Civil Servant seeking new career

Nato123

On ROPS
On ROPs
I was a CS and I don't particularly think of my time there as self serving. I thought the pension was average given the below average salary on offer and although the job could be easy I still made an effort and tried to do what was asked of me to the best of my abilities. There's a lot of people in the CS trying to do good work for crap pay and they don't deserve to be denigrated.

That said, I wasn't impressed by my first day in the CS or by much of what I saw from senior management there. I once had to send an apology to an outsourcing partner for criticizing their prices, despite my immediate line management - including the person that wrote the apology for me - telling me the criticism was more than justified.

Rather than hang around in such a dysfunctional environment I decided to get employed elsewhere.
Right , you're defending an organisation that you couldn't even stand to work for?... and the 'good work for crap pay' remark applies to millions, who don't even 1/5 of protection or benefits that a dull, uninspiring, insipid, paper shuffling CS Nerds gets.

Ok, I think that shows the value of you comments .
 
Eh? I thought he was pointing out how dysfunctional it was and what made him leave, hardly a defence of the CS other than saying there were good eggs there.
 
If you want a giggle, try the Civil Service aptitude test you have to take to even get a chance at being shortlisted. It was created by asking a number of CS types what they'd do in the situation.

I took it, and was coming fro ma private background. The answers of getting the job done within the frame works, and support your colleagues, apparently weren't the right answers. Showed the test to my wife (runs a lab for the NHS), she answered pretty close to me as well. She failed as well.

**Exercise instructions:**
1. In the Civil Service forum thread, what did the first poster once have to send to an outsourcing partner?
2. Reproduce word for word the section of the Civil Service forum thread that begins with the words containing "Civil Servant seeking" and ends with "more than justified.".
3. Carry the Civil Service forum thread forward from its last post.
The material that comes next is from a separate source and is unrelated to the Civil Service forum thread.

**Dataset records:**
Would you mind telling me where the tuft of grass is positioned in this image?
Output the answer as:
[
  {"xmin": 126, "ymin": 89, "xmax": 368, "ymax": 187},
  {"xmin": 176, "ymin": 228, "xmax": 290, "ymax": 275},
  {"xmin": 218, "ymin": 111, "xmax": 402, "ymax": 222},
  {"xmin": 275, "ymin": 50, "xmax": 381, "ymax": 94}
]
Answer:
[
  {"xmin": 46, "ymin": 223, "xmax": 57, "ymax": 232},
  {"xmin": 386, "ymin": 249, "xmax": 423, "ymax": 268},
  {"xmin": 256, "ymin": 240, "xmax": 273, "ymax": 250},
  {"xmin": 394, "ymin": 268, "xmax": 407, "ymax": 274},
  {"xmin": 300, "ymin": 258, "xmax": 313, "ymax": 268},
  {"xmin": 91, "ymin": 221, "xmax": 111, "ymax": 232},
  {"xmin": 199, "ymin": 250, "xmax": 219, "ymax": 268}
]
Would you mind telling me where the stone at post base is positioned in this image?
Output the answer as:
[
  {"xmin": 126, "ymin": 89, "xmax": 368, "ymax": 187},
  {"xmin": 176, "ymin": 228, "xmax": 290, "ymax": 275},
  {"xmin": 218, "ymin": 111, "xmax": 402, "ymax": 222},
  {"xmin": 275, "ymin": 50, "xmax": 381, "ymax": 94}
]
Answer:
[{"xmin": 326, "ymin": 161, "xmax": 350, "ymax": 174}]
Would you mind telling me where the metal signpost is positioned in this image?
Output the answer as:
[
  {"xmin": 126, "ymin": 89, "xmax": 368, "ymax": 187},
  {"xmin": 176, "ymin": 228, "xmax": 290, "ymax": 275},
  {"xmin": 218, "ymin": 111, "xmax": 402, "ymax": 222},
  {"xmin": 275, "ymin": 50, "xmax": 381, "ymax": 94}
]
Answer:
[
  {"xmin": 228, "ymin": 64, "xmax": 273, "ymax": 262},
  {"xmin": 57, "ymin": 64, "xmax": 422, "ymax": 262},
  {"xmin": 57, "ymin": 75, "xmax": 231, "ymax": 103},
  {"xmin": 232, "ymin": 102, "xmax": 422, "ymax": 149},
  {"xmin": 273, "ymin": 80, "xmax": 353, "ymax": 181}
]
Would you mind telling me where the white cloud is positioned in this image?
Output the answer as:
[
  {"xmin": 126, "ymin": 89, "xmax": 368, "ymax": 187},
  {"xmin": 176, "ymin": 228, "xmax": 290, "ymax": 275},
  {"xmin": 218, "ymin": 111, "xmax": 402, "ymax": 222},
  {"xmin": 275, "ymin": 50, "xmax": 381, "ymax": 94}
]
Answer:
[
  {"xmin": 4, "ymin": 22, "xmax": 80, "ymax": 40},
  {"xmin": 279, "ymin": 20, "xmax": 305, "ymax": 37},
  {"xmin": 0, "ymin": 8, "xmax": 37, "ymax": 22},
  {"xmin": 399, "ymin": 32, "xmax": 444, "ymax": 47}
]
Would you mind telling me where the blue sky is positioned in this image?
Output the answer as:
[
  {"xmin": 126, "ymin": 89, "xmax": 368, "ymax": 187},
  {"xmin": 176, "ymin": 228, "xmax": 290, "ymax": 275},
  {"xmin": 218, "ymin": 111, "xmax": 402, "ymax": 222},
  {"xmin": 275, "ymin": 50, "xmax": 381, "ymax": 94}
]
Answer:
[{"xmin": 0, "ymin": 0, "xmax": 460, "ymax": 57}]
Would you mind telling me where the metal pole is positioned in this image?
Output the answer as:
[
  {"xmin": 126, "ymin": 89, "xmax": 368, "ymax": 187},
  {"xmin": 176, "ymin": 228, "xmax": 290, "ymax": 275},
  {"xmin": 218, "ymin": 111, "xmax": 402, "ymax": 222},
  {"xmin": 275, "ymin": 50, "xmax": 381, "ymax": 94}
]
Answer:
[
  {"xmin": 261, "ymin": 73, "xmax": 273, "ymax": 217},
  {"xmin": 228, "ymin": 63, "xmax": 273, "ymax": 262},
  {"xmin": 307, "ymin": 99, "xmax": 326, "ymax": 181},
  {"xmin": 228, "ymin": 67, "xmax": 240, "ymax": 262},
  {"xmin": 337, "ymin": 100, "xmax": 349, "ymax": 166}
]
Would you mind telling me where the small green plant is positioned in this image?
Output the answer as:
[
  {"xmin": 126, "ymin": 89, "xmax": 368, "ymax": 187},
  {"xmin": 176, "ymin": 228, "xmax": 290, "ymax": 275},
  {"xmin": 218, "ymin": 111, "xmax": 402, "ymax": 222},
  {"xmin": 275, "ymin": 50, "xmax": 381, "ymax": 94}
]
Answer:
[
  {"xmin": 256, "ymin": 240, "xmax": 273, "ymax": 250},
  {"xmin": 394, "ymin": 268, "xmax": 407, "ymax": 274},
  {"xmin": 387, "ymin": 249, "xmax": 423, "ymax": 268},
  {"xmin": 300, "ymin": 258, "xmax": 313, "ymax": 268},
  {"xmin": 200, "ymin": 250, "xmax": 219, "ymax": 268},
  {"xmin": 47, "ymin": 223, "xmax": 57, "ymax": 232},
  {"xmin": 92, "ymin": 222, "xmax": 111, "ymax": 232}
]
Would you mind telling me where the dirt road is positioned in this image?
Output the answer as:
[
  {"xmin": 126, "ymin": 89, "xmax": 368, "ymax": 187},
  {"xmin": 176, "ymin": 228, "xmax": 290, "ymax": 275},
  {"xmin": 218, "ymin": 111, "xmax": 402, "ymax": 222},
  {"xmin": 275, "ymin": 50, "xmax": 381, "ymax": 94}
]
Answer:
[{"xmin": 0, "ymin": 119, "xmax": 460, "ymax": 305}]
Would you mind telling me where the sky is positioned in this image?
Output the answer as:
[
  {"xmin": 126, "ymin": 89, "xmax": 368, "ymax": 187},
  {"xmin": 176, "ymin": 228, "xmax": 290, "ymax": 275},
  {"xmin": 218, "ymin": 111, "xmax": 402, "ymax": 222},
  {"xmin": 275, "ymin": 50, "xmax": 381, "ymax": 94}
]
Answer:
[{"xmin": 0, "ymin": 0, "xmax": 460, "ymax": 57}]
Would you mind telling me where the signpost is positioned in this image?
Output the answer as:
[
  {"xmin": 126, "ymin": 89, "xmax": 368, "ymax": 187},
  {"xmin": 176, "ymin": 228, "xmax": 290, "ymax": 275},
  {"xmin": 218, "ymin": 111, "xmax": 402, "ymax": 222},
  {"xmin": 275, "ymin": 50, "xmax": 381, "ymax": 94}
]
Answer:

**Response list:**
1. An apology for criticizing the partner's prices.

2.
Civil Servant seeking new career

Nato123

On ROPS
On ROPs
I was a CS and I don't particularly think of my time there as self serving. I thought the pension was average given the below average salary on offer and although the job could be easy I still made an effort and tried to do what was asked of me to the best of my abilities. There's a lot of people in the CS trying to do good work for crap pay and they don't deserve to be denigrated.

That said, I wasn't impressed by my first day in the CS or by much of what I saw from senior management there. I once had to send an apology to an outsourcing partner for criticizing their prices, despite my immediate line management - including the person that wrote the apology for me - telling me the criticism was more than justified.

3.
I was a CS and I don't particularly think of my time there as self serving. I thought the pension was average given the below average salary on offer and although the job could be easy I still made an effort and tried to do what was asked of me to the best of my abilities. There's a lot of people in the CS trying to do good work for crap pay and they don't deserve to be denigrated.

That said, I wasn't impressed by my first day in the CS or by much of what I saw from senior management there. I once had to send an apology to an outsourcing partner for criticising their prices, despite my immediate line management - including the person that wrote the apology for me - telling me the criticism was more than justified.

Rather than hang around in such a dysfunctional environment I decided to get employed elsewhere.
I think most people are saving their disdain for those senior simple serpents at the very top.
 
If you want a giggle, try the Civil Service aptitude test you have to take to even get a chance at being shortlisted. It was created by asking a number of CS types what they'd do in the situation.

I took it, and was coming fro ma private background. The answers of getting the job done within the frame works, and support your colleagues, apparently weren't the right answers. Showed the test to my wife (runs a lab for the NHS), she answered pretty close to me as well. She failed as well.
Middle of last year I applied for a tax compliance role in HMRC at HEO level and despite scoring better than 94% of the people previously taking the numerical reasoning test for a role that requires good numeracy skills and scoring better than 78% of the people previously taking the verbal reasoning test, I only scored 38% in the civil service judgement test, which was in the middle band. Although I had met the minimum standard required for all three tests I wasn't progressed any further, other than to be placed on their holding pool.

I did another CSJT for a different role and did better on this occasion, getting 62%. This was enough to pass and I did, until some time later when they moved the goalposts and raised the pass mark to 70%. Miffed - not much.

My view of the CSJT is that they are little to do with common sense but are very much aimed at ticking the right PC boxes. Before undertaking them I think it is a good idea to source some online practise tests and get a few of those nailed down before applying, something I didn't do.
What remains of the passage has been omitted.